#### SET OF TASKS:
a – Answer each question from the passage on Bickel's book, one line per answer, marked the same way.
(i) In which publication and year did Gunther present his critique?
(ii) What did Gunther's taunt say Bickel insisted on?
(iii) Which statute was at issue in Naim?
b – Carry the passage on Bickel's book forward, beginning after its final sentence.

The real drama of Bickel’s book revolves around this effort to combine purity with pragmatism.  Its weakness is perfectly captured by Gerald Gunther’s devastating taunt that Bickel insisted on one-hundred-percent devotion to principle twenty percent of the time.  As Gunther powerfully demonstrated in his 1964 Columbia Law Review article, it was difficult to see how the Court could maintain either its reputation for or the reality of apolitical neutrality by engaging in conduct that was concededly political.

Bickel left Gunther’s critique unanswered, and for reasons that are completely understandable:  an answer would have required admission that if the passive virtues were to serve their intended function, they could do so only by misleading the country. Bickel must have assumed that the Court could maintain its reputation for apolitical, principled adjudication while still acting politically because the country paid more attention to what the Court decided than to what it chose not to decide.  After all, for the parties involved in Naim, the Court’s disingenuous avoidance of the merits had precisely the same impact as a decision upholding the statute.  If the two results differed at all, the difference lay in how the alternative dispositions were (or would have been) perceived. A decision upholding the Virginia anti-miscegenation statute would be to legitimate naked racism, whereas a “non-decision,” somehow getting rid of the case on unprincipled and unstated grounds, would not.  Bickel and the Court were, in effect, betting on Brown creating banner headlines, while Naim slipped unreported through the news sieve.

#### ENTRIES:
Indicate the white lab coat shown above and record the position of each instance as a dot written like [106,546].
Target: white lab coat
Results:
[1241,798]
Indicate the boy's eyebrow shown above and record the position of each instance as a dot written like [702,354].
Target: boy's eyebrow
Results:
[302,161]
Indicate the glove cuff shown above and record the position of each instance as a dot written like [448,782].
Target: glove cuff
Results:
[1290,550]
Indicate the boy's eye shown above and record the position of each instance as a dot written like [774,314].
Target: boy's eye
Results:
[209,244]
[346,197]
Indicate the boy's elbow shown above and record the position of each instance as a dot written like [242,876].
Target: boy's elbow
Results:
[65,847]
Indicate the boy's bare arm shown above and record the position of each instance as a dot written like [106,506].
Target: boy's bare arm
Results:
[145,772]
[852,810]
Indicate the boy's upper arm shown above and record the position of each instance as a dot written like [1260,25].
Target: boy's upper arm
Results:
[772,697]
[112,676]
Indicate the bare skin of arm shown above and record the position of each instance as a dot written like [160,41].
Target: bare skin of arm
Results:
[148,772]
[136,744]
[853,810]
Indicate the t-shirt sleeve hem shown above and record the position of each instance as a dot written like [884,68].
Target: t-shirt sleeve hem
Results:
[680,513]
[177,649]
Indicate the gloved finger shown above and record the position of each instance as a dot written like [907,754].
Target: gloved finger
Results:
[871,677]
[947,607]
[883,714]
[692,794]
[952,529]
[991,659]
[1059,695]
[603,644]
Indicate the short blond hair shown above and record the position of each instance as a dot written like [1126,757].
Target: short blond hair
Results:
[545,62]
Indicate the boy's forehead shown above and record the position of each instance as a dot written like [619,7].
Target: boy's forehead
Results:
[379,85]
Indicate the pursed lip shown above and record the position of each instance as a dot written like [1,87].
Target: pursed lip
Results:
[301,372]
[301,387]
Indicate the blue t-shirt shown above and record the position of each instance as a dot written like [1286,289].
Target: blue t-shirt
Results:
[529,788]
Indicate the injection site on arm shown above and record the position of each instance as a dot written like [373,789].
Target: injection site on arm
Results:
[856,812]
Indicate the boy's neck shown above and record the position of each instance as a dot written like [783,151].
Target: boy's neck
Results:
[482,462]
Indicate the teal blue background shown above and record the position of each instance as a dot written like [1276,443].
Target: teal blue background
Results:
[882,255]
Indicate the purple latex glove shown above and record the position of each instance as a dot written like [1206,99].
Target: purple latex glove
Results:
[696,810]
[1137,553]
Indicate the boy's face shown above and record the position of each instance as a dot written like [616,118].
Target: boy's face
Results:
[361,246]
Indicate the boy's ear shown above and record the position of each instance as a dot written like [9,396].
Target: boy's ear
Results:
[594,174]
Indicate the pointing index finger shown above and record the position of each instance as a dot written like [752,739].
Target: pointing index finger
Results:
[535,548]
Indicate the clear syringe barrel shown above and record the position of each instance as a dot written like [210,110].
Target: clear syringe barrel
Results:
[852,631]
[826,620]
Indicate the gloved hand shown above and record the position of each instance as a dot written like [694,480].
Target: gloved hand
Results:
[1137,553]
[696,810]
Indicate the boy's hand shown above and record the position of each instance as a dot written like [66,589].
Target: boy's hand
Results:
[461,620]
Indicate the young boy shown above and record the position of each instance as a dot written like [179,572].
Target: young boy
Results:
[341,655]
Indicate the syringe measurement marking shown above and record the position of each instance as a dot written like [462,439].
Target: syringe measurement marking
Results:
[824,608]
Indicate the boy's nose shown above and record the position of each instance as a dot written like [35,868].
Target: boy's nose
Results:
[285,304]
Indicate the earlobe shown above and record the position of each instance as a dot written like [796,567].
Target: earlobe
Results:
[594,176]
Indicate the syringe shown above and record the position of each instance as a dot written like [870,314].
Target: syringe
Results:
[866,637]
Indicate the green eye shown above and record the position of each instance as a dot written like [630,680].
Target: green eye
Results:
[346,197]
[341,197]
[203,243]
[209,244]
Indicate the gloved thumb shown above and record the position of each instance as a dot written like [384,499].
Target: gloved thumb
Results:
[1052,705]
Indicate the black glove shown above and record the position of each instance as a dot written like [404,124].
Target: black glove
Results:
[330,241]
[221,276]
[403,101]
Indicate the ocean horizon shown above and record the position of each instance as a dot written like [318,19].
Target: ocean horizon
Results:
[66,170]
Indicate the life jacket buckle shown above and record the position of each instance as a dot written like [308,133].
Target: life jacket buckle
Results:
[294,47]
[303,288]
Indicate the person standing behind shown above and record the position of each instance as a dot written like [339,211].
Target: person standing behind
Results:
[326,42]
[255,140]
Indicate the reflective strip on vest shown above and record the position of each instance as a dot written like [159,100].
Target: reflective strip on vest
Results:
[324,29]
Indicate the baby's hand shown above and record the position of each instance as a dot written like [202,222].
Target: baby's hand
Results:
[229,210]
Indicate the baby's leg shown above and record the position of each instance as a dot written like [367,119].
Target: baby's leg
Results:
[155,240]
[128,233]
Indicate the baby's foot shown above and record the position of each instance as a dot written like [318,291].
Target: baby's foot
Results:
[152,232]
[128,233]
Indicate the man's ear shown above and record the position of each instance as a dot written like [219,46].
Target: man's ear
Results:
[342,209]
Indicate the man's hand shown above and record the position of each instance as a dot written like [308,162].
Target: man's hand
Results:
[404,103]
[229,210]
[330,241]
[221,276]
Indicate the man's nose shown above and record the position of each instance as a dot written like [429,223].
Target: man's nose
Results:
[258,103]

#### RESPONSES PER TASK:
a –
(i) The Columbia Law Review, in 1964.
(ii) One-hundred-percent devotion to principle twenty percent of the time.
(iii) The Virginia anti-miscegenation statute.

b –
The rhetoric of restraint

 Bickel’s defense of the Court’s lack of candor inevitably raises questions about his own.  Chief Justices Marshall and Roberts used the rhetoric of restraint to advance the cause of judicial power.  Did Bickel as well?  Perhaps it is true that the Court can better hide its politics when it refuses to decide than when it decides.  There may nonetheless be occasions when it can hide its politics well enough even when it decides.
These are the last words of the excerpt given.